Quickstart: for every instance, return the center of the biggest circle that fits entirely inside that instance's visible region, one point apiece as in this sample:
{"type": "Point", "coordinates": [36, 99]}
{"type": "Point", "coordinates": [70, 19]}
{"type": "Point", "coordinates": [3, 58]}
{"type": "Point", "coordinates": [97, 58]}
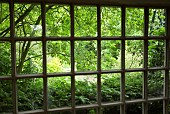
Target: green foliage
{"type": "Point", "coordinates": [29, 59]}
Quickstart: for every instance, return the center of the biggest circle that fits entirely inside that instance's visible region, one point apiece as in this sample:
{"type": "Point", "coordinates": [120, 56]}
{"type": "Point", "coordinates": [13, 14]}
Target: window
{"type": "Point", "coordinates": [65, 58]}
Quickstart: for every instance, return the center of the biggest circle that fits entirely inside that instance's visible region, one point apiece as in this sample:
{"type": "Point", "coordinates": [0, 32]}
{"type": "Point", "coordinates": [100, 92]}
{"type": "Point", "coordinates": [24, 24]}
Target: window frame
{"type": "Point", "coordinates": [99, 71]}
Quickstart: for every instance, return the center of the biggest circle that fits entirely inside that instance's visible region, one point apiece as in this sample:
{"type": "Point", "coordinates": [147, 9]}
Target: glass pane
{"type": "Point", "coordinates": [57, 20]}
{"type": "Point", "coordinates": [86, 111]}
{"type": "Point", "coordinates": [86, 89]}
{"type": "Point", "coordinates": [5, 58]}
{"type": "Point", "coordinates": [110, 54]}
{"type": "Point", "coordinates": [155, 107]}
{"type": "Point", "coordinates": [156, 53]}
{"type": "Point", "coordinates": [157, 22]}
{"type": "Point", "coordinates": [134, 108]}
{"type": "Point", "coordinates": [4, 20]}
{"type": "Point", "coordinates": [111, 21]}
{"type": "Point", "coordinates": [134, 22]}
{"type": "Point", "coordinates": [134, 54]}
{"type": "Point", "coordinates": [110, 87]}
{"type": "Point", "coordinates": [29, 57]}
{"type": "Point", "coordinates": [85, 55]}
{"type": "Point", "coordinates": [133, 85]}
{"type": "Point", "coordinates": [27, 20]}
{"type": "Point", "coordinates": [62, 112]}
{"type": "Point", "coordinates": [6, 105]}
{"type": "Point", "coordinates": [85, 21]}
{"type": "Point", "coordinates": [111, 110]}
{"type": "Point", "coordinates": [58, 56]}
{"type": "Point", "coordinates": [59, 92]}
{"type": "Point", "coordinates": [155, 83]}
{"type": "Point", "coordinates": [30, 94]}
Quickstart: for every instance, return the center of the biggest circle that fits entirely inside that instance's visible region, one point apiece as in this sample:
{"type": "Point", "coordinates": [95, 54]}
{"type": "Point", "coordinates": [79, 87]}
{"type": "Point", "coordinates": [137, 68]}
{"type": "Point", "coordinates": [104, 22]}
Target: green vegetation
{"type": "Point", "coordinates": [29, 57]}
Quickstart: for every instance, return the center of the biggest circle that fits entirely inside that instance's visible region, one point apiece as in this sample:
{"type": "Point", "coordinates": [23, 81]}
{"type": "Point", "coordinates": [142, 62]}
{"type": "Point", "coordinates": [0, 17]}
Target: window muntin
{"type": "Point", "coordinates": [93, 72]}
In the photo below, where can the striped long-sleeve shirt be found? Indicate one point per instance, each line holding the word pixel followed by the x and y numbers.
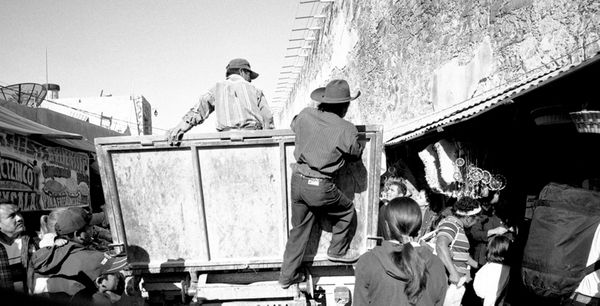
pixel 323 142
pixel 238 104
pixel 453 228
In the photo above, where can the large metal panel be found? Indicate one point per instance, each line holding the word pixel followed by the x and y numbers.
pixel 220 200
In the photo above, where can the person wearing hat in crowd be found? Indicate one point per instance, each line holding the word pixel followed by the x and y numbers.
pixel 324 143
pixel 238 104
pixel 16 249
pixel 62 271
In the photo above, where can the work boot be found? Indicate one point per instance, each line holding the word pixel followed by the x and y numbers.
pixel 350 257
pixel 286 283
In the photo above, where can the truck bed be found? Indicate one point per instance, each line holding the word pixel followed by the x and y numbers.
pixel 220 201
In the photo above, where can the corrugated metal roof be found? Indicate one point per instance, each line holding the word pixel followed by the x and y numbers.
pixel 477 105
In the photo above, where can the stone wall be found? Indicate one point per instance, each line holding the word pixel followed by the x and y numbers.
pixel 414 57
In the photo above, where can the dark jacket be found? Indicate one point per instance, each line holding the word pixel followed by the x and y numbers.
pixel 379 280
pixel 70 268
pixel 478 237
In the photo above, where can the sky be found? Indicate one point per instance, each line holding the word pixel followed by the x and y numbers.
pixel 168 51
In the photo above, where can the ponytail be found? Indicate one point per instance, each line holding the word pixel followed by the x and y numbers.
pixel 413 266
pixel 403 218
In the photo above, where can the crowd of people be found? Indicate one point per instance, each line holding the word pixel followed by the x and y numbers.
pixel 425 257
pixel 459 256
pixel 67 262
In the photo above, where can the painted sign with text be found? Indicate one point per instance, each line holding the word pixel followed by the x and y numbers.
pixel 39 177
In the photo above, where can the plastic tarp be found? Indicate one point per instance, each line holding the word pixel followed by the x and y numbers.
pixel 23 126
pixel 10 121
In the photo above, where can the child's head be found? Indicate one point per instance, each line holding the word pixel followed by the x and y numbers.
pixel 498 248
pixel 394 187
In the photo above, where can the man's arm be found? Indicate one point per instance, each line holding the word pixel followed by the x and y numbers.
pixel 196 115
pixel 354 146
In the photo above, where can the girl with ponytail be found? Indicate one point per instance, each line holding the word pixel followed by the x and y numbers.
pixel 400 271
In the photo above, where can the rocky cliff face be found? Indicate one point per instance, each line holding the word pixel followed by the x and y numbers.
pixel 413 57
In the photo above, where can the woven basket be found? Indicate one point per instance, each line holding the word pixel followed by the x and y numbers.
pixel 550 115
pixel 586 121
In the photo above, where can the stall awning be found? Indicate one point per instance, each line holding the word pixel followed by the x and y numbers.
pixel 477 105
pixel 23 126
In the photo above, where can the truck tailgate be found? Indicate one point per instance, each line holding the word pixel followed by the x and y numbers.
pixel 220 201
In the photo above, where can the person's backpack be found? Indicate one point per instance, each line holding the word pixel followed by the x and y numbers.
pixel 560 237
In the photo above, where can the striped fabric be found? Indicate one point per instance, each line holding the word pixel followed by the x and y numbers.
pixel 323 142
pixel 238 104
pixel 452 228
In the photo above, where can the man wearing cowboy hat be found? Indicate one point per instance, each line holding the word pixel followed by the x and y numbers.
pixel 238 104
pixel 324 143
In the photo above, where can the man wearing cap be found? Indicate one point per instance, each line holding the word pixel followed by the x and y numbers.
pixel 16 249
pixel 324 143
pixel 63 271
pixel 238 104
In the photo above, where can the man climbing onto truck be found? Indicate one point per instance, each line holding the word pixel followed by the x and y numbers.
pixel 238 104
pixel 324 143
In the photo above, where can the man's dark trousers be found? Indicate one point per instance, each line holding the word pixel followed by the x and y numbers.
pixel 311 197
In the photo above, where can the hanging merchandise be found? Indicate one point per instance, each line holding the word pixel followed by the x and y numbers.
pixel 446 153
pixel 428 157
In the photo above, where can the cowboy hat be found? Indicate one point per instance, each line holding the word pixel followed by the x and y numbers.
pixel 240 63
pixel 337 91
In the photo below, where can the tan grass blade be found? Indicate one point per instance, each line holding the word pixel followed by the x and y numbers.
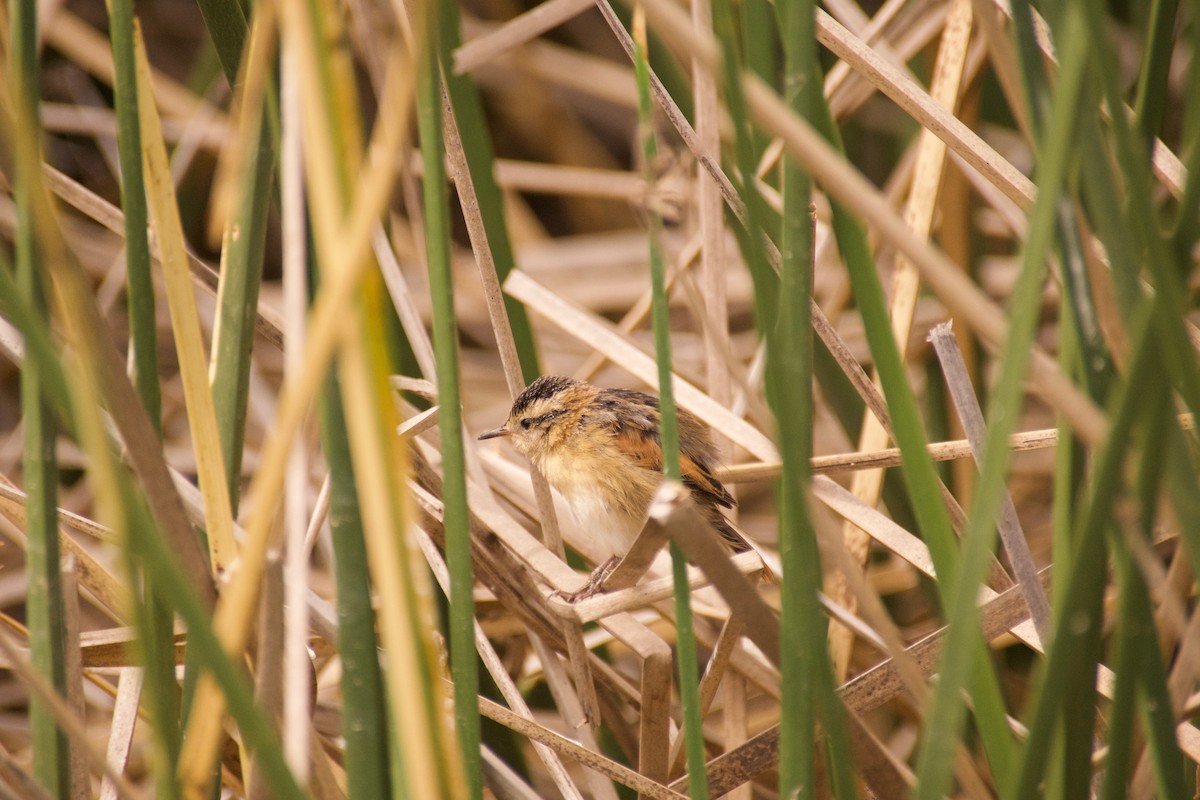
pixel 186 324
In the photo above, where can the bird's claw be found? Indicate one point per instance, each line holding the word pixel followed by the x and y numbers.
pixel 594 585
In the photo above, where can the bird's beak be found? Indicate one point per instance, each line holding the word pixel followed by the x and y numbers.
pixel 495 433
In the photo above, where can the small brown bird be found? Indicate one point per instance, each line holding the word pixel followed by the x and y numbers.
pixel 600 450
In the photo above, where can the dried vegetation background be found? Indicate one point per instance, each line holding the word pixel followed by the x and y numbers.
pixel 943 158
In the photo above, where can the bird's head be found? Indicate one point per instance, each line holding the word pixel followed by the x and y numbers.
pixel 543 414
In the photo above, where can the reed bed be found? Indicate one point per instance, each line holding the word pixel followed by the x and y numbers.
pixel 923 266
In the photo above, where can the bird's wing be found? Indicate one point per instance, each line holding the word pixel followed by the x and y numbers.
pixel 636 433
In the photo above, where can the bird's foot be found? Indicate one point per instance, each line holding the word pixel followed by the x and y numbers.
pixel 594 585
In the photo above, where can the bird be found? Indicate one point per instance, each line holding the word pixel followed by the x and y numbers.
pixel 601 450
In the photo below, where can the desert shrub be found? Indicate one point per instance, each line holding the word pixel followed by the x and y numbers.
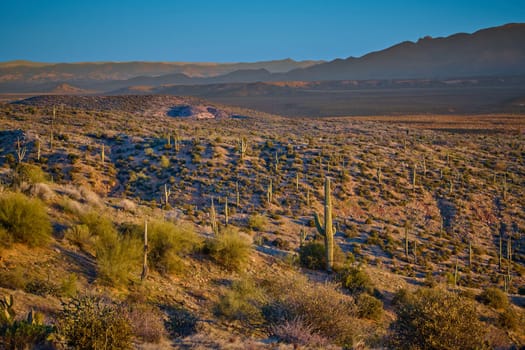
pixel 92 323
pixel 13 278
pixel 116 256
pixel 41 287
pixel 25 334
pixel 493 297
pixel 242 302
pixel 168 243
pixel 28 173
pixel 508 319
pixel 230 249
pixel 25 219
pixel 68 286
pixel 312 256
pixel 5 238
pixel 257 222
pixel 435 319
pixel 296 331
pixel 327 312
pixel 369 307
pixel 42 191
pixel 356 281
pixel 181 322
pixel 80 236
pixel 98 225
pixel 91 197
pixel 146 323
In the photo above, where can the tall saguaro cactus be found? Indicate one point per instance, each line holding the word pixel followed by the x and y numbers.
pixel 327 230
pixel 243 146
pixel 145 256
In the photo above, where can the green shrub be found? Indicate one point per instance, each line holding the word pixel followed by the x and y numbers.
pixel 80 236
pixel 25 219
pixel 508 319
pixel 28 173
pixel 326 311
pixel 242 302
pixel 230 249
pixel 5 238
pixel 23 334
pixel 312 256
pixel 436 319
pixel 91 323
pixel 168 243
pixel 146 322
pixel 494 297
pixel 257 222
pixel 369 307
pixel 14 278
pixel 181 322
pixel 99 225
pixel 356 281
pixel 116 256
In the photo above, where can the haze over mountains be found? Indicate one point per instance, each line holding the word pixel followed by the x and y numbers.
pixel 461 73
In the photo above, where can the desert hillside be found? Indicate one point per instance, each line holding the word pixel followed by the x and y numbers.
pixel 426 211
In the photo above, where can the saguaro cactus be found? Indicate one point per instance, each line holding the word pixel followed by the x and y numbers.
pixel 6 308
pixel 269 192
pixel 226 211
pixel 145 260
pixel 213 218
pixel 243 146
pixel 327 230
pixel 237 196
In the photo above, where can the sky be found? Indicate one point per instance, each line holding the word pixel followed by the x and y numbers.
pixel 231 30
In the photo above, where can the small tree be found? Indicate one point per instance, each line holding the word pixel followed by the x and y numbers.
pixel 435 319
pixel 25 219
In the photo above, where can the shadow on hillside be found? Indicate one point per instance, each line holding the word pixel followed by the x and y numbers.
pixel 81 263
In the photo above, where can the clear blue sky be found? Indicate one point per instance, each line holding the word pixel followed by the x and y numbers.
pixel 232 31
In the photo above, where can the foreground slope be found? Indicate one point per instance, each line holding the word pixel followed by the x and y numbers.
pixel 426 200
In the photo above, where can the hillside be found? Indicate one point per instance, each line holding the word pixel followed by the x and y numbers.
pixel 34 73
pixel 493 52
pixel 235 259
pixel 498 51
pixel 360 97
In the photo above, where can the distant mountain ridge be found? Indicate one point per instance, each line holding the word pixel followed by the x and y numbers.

= = = = = = =

> _WHAT YOU ARE ASKED TO DO_: Every line from the one containing "In the photo above, where can the small tree" through the end of the data must be repeated exactly, and no other line.

> _EXERCISE ANSWER_:
In the photo above, where can the small tree be found? Indicate one point per instance, each line holding the word pixel followed by the x and y numbers.
pixel 435 319
pixel 25 219
In the photo above, where can the shadow on hillside be found? Indicate one point per instance, each line holding the word pixel followed by the x and y numbers.
pixel 81 263
In the photo above, where can the clear blue sky be found? Indicate one point per instance, each line holding the word pixel followed by the x and y numbers.
pixel 232 31
In the photo above, where can the foreground slope be found? Indicate one point per instance, each line holding the word pixel followed by the x and y numbers.
pixel 426 200
In the photo above, where can the hillside be found? Indicate one point per instance, each line holding the word pixel followed by the x and y numbers.
pixel 34 73
pixel 493 52
pixel 235 259
pixel 498 51
pixel 360 97
In the photo above, where can the distant mountain ridge be found? Indicate one point per instance, each line holding the word pixel followed by the x and y numbers.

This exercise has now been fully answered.